**TASK GOAL**
Rewrite all of the items below, replacing "Target" with "Label" wherever it appears and leaving everything else unchanged.

====== DATA SUPPLIED ======

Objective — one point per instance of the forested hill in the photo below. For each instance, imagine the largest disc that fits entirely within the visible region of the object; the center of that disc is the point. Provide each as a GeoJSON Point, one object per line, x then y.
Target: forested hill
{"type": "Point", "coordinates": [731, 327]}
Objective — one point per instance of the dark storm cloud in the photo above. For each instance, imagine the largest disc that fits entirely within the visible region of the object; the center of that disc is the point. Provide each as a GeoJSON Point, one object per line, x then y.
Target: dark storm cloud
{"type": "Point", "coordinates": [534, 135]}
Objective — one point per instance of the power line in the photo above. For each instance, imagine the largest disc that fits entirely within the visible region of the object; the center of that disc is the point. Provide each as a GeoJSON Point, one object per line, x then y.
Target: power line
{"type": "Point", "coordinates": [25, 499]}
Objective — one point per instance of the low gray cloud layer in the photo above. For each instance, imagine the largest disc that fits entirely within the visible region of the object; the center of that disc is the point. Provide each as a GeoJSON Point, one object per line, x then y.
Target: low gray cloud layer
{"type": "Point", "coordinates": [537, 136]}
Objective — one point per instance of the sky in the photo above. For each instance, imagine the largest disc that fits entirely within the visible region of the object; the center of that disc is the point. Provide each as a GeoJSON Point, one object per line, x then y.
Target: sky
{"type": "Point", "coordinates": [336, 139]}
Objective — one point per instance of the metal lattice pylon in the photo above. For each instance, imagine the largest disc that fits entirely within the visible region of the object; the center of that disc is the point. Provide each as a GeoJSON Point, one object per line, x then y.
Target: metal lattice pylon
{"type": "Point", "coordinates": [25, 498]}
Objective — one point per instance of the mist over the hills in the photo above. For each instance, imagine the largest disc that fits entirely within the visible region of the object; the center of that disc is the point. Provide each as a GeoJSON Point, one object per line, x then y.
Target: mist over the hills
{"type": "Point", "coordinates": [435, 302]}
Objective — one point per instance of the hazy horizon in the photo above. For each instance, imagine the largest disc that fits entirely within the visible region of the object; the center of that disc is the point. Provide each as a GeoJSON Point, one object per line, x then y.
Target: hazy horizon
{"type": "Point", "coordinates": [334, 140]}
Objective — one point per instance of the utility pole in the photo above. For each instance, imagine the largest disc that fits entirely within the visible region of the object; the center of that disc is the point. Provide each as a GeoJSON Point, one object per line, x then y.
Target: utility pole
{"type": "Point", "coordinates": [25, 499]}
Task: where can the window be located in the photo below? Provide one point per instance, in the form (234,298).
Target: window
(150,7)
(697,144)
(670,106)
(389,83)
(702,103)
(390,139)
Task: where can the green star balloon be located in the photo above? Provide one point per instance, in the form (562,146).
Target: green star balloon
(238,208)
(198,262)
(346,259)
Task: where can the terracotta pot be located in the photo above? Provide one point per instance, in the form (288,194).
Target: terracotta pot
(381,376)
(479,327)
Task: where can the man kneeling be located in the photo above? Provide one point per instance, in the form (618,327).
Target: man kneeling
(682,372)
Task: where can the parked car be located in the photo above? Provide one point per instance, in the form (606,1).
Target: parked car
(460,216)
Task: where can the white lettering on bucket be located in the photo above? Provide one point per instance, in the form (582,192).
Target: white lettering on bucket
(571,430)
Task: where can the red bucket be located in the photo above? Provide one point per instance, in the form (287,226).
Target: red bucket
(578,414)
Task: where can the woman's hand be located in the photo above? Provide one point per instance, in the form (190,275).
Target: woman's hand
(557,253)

======

**CORRECT ANSWER**
Objective — one point per instance of the forested hill in the photo below. For each instance, imagine the largest disc that fits entirely within the visible region of the object; the center of that disc is the point. Provide each as a GeoJSON Point, one object per line, x then y.
Label: forested hill
{"type": "Point", "coordinates": [731, 327]}
Objective — one point per instance of the dark storm cloud in the photo above. For each instance, imagine the largest disc that fits entirely within the visible region of the object; the center of that disc is the point. Provide each as a GeoJSON Point, one object per line, x then y.
Label: dark storm cloud
{"type": "Point", "coordinates": [534, 135]}
Objective — one point per instance of the power line in the photo above. For each instance, imagine the largest disc that fits entirely within the visible region of the object; the center of that disc is the point. Provide each as a GeoJSON Point, one object per line, x then y.
Label: power line
{"type": "Point", "coordinates": [25, 499]}
Objective — one point per instance of the low gray cloud layer in the photo above. For each instance, imagine the largest disc that fits entirely within the visible region of the object; the center of that disc is the point. Provide each as a GeoJSON Point, one object per line, x then y.
Label: low gray cloud layer
{"type": "Point", "coordinates": [537, 136]}
Objective — one point per instance of the sky in the photo above. For each instance, imagine the largest disc that fits entirely within the visible region of the object; the center of that disc is the point. Provide each as a GeoJSON Point, one object per line, x then y.
Label: sky
{"type": "Point", "coordinates": [336, 139]}
Objective — one point per instance of the metal lattice pylon in the photo above. For each instance, imagine the largest disc that fits entirely within the visible region of the object; the center of that disc is the point. Provide each as a GeoJSON Point, one object per line, x then y.
Label: metal lattice pylon
{"type": "Point", "coordinates": [25, 498]}
Objective — one point per instance of the mist over the hills in the photo above. For each instance, imagine the largest disc that fits entirely within the visible region of the object; the center of that disc is the point. Provide each as a GeoJSON Point, one object per line, x then y.
Label: mist over the hills
{"type": "Point", "coordinates": [435, 302]}
Objective — one point per instance of the hazy horizon in the photo above. For each instance, imagine the largest disc that fits entirely within the visible region of the object; the center of that disc is the point. Provide each as a GeoJSON Point, one object per line, x then y.
Label: hazy horizon
{"type": "Point", "coordinates": [334, 140]}
Objective — one point per instance of the utility pole in the photo above. For each instance, imagine the largest disc that fits entirely within the visible region of the object; the center of that disc is the point. Provide each as a GeoJSON Point, one object per line, x then y.
Label: utility pole
{"type": "Point", "coordinates": [25, 499]}
Task: where can the window be located in the photo below? Provide one point per instance, in the form (234,298).
Label: window
(150,7)
(697,144)
(670,106)
(389,83)
(702,103)
(390,139)
Task: where can the green star balloon be located in the photo above? Provide one point per instance, in the form (562,146).
Label: green star balloon
(238,208)
(198,262)
(346,259)
Task: where can the terracotta pot be located in the photo above? Provide one point per instance, in the form (288,194).
Label: terracotta pot
(381,376)
(479,327)
Task: where can the man kneeling be located in the photo above? Provide one point per instance, in the form (618,327).
Label: man kneeling
(682,372)
Task: where can the parked car be located in the photo above? Provide one point per instance, in the form (606,1).
Label: parked car
(460,216)
Task: where can the white lettering on bucket be located in the photo above? Provide one point per instance, in the form (582,192).
Label: white lettering on bucket
(571,430)
Task: where can the red bucket be located in the photo above? Provide one point per instance, in the form (287,226).
Label: red bucket
(578,414)
Task: where can the woman's hand be located in the photo above? Provide one point per instance, in the form (190,275).
Label: woman's hand
(557,253)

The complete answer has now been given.